━━━━━ Dataset records ━━━━━

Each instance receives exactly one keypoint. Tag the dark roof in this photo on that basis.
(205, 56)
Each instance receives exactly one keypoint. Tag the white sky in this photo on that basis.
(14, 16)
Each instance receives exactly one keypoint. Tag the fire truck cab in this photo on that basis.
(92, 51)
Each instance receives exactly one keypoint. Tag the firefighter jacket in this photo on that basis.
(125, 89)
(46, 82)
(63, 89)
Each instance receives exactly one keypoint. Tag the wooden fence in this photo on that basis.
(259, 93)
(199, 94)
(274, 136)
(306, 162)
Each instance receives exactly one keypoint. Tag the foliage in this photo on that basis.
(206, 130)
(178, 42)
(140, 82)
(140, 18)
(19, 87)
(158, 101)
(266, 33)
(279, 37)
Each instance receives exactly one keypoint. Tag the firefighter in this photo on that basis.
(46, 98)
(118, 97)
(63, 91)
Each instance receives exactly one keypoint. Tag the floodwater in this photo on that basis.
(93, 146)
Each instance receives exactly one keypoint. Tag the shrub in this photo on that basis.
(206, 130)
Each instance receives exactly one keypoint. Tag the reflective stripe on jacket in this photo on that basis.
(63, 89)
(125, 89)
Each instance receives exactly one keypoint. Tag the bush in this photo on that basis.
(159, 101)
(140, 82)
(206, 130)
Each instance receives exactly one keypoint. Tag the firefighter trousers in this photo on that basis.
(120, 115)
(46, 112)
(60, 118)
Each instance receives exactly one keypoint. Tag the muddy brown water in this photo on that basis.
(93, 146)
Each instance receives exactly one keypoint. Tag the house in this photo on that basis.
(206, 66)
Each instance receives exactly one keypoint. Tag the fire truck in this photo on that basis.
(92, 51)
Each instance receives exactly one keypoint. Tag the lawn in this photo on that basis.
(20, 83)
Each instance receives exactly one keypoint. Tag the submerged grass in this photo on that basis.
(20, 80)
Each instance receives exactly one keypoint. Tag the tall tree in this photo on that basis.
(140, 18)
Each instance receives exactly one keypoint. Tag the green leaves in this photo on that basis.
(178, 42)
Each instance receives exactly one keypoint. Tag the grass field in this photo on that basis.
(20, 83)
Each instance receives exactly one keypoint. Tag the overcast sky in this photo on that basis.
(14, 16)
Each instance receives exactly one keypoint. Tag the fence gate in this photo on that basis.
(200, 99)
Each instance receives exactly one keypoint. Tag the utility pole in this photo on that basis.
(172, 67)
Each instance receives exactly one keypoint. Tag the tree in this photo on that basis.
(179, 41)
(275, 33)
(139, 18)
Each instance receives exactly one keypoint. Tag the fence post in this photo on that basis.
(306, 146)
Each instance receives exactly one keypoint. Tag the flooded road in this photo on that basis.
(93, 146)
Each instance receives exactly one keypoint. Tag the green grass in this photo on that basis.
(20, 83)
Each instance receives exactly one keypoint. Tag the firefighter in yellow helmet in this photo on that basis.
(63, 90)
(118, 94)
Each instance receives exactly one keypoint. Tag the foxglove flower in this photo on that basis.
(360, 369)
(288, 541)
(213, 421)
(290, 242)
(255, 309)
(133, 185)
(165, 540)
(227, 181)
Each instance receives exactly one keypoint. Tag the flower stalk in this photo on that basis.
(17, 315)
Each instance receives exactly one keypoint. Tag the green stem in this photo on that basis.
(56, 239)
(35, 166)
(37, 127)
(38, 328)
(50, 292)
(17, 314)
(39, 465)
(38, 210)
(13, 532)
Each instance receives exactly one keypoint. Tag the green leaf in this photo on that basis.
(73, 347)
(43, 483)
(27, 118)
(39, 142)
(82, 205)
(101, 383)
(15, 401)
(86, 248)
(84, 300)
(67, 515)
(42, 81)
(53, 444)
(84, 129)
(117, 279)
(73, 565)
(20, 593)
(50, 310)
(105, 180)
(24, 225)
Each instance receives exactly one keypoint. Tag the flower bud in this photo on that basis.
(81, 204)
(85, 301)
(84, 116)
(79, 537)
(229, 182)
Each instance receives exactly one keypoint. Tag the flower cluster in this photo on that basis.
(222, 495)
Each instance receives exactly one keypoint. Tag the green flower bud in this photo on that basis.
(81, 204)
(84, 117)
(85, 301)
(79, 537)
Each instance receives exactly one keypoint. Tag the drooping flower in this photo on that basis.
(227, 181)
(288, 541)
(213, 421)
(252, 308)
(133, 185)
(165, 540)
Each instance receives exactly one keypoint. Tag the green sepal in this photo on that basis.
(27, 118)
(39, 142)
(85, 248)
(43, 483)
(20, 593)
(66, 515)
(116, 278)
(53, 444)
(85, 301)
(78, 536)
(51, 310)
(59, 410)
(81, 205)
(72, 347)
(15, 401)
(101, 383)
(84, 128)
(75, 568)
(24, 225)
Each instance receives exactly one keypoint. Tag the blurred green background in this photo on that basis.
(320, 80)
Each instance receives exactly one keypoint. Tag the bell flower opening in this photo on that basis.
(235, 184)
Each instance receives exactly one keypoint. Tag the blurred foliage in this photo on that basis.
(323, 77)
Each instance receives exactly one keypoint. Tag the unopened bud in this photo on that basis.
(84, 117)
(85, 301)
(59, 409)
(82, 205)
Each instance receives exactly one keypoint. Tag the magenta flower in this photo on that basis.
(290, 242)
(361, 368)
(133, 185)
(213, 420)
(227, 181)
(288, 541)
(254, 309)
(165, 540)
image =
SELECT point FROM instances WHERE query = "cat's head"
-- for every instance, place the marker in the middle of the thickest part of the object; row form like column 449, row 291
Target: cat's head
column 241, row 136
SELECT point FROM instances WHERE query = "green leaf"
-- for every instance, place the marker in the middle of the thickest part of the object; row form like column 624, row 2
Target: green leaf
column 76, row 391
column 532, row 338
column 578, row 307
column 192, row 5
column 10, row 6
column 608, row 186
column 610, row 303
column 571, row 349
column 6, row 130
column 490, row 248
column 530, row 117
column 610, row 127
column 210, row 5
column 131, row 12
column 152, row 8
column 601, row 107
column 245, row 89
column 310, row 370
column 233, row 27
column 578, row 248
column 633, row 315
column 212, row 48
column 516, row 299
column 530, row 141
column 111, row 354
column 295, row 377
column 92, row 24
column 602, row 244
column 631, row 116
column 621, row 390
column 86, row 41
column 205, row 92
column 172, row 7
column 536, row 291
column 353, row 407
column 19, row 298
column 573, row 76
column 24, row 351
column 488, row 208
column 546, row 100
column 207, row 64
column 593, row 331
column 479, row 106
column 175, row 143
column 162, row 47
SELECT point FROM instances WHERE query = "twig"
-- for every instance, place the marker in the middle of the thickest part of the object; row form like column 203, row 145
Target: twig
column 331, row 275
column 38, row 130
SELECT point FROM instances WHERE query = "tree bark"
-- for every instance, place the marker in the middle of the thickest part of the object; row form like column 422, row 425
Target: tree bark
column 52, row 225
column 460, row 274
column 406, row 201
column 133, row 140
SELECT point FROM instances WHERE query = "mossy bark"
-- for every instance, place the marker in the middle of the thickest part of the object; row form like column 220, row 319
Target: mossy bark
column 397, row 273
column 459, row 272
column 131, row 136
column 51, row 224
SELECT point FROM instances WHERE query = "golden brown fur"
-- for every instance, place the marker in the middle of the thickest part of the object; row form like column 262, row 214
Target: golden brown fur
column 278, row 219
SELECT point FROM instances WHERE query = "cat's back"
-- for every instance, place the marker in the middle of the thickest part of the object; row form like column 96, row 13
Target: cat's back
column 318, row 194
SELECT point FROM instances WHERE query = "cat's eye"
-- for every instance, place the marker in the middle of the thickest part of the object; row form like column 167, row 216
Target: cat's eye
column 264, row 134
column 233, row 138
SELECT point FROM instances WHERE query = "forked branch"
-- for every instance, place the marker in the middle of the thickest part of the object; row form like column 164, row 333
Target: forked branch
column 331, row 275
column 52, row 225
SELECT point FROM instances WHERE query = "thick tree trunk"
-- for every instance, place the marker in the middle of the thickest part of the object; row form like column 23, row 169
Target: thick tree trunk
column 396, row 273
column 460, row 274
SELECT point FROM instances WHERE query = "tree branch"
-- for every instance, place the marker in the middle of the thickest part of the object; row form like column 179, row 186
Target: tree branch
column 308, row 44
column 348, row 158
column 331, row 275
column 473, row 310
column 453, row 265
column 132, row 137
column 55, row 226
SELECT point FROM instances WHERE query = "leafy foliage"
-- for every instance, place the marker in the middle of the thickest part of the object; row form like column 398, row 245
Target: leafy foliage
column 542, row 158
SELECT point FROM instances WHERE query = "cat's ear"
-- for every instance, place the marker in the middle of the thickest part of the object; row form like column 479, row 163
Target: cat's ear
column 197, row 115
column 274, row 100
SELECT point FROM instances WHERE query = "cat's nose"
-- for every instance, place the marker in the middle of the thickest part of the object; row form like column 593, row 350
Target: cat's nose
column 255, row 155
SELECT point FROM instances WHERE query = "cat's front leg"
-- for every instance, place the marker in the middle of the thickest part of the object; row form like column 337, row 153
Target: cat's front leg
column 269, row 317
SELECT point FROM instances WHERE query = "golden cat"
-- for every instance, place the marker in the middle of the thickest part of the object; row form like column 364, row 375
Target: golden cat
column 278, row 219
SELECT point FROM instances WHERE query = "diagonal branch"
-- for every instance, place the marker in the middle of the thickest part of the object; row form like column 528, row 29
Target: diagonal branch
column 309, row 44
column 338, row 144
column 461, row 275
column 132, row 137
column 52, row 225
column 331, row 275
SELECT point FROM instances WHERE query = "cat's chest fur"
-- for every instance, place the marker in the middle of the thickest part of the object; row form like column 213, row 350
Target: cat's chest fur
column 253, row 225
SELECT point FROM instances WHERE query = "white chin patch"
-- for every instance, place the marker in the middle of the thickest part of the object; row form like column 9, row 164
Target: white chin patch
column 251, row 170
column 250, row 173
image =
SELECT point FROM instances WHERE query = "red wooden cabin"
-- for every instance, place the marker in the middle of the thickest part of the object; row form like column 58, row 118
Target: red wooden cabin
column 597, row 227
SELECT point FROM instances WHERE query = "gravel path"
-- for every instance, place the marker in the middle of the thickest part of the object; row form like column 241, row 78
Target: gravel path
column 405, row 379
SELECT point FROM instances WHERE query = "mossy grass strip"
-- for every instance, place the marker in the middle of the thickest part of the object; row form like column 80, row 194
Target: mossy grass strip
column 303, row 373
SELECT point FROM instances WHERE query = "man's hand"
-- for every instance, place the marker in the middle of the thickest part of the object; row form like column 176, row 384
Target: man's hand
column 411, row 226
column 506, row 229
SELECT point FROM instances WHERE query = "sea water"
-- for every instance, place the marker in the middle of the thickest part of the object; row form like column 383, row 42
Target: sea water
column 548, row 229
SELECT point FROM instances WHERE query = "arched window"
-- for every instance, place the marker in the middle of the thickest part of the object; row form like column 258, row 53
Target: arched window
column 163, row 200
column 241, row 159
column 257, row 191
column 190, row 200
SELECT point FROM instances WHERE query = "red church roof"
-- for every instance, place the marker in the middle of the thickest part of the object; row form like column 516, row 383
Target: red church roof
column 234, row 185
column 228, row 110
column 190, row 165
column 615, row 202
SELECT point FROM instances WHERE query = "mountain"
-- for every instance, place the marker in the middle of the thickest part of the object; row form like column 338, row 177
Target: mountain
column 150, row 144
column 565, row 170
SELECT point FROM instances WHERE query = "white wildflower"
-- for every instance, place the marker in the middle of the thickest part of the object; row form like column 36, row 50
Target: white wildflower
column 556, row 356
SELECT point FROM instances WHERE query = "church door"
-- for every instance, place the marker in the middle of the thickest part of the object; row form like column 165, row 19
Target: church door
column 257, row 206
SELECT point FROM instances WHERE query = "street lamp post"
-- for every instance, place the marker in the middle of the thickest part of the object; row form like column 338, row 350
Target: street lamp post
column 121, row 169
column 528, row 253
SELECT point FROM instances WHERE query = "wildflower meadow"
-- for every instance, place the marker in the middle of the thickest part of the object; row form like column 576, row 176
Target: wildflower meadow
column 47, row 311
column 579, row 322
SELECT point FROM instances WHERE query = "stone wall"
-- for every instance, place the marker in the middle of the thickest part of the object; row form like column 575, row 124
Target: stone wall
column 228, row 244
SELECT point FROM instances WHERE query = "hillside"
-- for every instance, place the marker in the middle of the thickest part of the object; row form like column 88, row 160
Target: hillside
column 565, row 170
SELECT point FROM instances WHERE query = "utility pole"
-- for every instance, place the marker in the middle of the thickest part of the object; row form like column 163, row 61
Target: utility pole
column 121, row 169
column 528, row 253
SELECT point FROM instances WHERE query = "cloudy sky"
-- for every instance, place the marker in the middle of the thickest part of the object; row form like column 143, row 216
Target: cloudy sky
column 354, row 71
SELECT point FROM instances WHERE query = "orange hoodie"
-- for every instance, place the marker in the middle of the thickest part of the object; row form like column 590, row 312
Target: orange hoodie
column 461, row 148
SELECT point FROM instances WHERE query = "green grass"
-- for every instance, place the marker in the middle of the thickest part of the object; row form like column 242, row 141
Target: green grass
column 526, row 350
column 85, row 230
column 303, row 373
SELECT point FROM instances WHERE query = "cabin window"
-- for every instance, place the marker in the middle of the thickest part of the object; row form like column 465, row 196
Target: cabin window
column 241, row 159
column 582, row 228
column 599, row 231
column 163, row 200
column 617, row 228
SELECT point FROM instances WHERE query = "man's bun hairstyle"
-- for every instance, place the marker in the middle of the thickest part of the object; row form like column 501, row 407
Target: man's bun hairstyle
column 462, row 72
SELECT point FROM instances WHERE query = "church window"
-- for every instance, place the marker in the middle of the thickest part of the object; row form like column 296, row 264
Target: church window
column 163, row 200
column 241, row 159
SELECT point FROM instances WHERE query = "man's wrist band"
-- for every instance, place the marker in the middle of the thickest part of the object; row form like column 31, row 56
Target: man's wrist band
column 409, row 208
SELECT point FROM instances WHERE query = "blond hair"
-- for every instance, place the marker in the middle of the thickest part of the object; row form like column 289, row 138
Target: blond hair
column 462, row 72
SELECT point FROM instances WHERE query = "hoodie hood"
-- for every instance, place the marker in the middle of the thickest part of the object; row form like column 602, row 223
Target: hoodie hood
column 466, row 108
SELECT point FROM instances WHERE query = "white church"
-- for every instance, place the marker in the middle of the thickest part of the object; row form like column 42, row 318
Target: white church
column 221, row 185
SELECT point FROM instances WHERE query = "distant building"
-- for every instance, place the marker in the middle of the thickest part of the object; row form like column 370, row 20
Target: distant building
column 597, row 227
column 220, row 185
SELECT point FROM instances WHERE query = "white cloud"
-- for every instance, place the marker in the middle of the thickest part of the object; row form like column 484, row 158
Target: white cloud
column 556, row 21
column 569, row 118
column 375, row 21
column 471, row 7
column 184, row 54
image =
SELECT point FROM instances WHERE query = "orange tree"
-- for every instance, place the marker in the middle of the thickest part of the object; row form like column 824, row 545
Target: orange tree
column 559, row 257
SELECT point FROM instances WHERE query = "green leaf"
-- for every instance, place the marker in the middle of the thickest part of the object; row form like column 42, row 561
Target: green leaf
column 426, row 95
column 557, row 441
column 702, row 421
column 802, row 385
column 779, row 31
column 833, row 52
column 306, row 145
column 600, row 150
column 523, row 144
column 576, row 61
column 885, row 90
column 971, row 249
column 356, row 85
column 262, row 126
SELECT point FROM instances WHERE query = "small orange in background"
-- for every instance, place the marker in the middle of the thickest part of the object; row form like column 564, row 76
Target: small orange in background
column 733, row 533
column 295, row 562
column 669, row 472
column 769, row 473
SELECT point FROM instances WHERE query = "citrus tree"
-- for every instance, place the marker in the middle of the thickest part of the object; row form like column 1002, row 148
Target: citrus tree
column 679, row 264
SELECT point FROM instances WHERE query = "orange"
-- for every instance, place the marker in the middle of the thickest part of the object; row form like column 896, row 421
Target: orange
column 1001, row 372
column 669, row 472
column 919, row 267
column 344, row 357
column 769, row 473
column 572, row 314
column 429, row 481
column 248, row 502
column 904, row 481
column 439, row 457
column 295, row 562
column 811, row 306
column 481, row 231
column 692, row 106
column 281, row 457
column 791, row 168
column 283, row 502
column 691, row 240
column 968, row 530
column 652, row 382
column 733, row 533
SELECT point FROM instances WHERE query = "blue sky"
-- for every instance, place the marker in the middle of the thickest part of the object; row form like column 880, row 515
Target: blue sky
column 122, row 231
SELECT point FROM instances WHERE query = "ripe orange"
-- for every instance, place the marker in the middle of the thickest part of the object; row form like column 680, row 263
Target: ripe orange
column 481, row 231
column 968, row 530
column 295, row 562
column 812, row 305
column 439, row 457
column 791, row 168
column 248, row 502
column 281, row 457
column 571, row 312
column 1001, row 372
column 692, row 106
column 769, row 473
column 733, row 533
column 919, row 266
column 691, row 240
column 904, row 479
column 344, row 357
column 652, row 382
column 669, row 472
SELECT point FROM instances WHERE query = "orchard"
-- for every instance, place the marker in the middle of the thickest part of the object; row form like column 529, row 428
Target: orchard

━━━━━

§ Exercise prompt
In the records above, find the line containing "529, row 428" and print it and every later line exactly, through the last one.

§ Result below
-- for every instance, place the marker in the middle of the thickest part of the object; row form like column 529, row 428
Target: orchard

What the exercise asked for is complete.